* [SELECTED TEXT]

## start

I had never done stand up paddle boarding until 2017, I hired a SUP board and when out on my local closed off lake. I’m a confident swimmer so felt okay to go out. What I didn’t realise was how balanced you need to be! A few times when I tried to spring up like you would on a surf board, I almost fell off the paddle board!

Bestway Hydro-Force Freesoul SUP – £549.99*

Be a confident swimmer

Fast forward to 2022, and I feel confident to share my paddle boarding experience! I will say it definietely helps to feel confident in water in general. For example if I did happen to fall in for any reason I’m happy and confident in my open water swimming abilities. The last thing you want to be is falling in and going into panic, you do need to be calm.

Portable paddle boards are the way forwards

Gone are the days of hard paddle boards and you can now get transportable, inflatable paddle boards that come in packs. This one we got from Very comes with a pump and so we can set up, pump up the board and off we go. It means it’s easily transportable and means storage is good too. It doesn’t take up too much space!

Select a safe location

When starting out with paddle boarding, it’s important find a good spot that you feel comfortable in. I’d strongly advise to stay away from canals or anything with a significant current. Which is why dedicated water parks (that have lifeguards), or lakes where you can’t be pulled off anywhere, are the best places to get used to the board.

I have done paddle boarding when there is a current, I’ve also done it in the sea, which is the only time I’ve ever fallen off. A wav caught me and off I went! So finding a place for you to build confident is hugely important.

## end

* [GIVEN RECORDS]

## start

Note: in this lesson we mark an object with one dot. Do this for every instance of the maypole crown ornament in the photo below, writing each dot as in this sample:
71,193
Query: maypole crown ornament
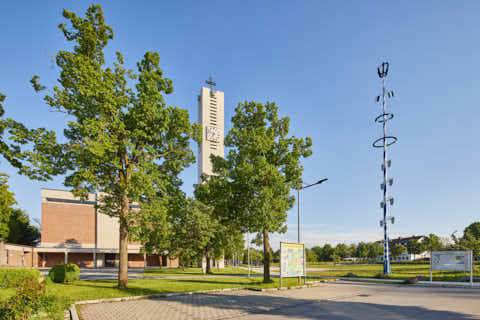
384,142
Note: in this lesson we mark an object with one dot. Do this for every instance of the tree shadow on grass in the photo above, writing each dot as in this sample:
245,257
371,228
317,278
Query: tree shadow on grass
261,305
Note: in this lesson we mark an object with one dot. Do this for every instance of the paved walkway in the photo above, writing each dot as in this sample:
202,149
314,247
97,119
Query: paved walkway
340,300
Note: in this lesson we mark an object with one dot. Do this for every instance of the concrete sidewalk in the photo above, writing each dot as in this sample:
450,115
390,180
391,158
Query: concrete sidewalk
338,300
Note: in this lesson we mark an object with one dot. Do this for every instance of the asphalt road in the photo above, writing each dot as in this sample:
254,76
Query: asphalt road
339,300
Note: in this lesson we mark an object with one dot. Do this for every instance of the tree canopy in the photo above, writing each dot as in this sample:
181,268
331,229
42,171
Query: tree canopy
473,229
259,171
123,141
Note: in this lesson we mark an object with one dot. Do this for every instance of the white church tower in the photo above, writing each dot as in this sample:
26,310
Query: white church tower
211,118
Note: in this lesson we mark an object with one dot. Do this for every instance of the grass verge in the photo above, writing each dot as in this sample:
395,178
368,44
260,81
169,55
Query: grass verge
227,271
399,271
66,294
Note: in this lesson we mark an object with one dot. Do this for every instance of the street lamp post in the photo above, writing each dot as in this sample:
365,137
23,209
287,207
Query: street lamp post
298,202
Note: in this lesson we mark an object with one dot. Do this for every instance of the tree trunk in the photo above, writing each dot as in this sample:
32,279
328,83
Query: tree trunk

## end

* [OBJECTIVES]
1. Repeat everything in the paddle boarding text from "Fast forward to" down to "to be calm.".
2. Using the paddle boarding text, mark each statement yes or no and quote the words that decide it: (a) The writer first did stand up paddle boarding in 2017. (b) The board from Very comes without a pump. (c) The writer recommends canals as a good place for beginners.

* [SOLUTION LIST]
1.
Fast forward to 2022, and I feel confident to share my paddle boarding experience! I will say it definietely helps to feel confident in water in general. For example if I did happen to fall in for any reason I’m happy and confident in my open water swimming abilities. The last thing you want to be is falling in and going into panic, you do need to be calm.

2.
(a) Yes: "I had never done stand up paddle boarding until 2017"
(b) No: "This one we got from Very comes with a pump"
(c) No: "I’d strongly advise to stay away from canals or anything with a significant current."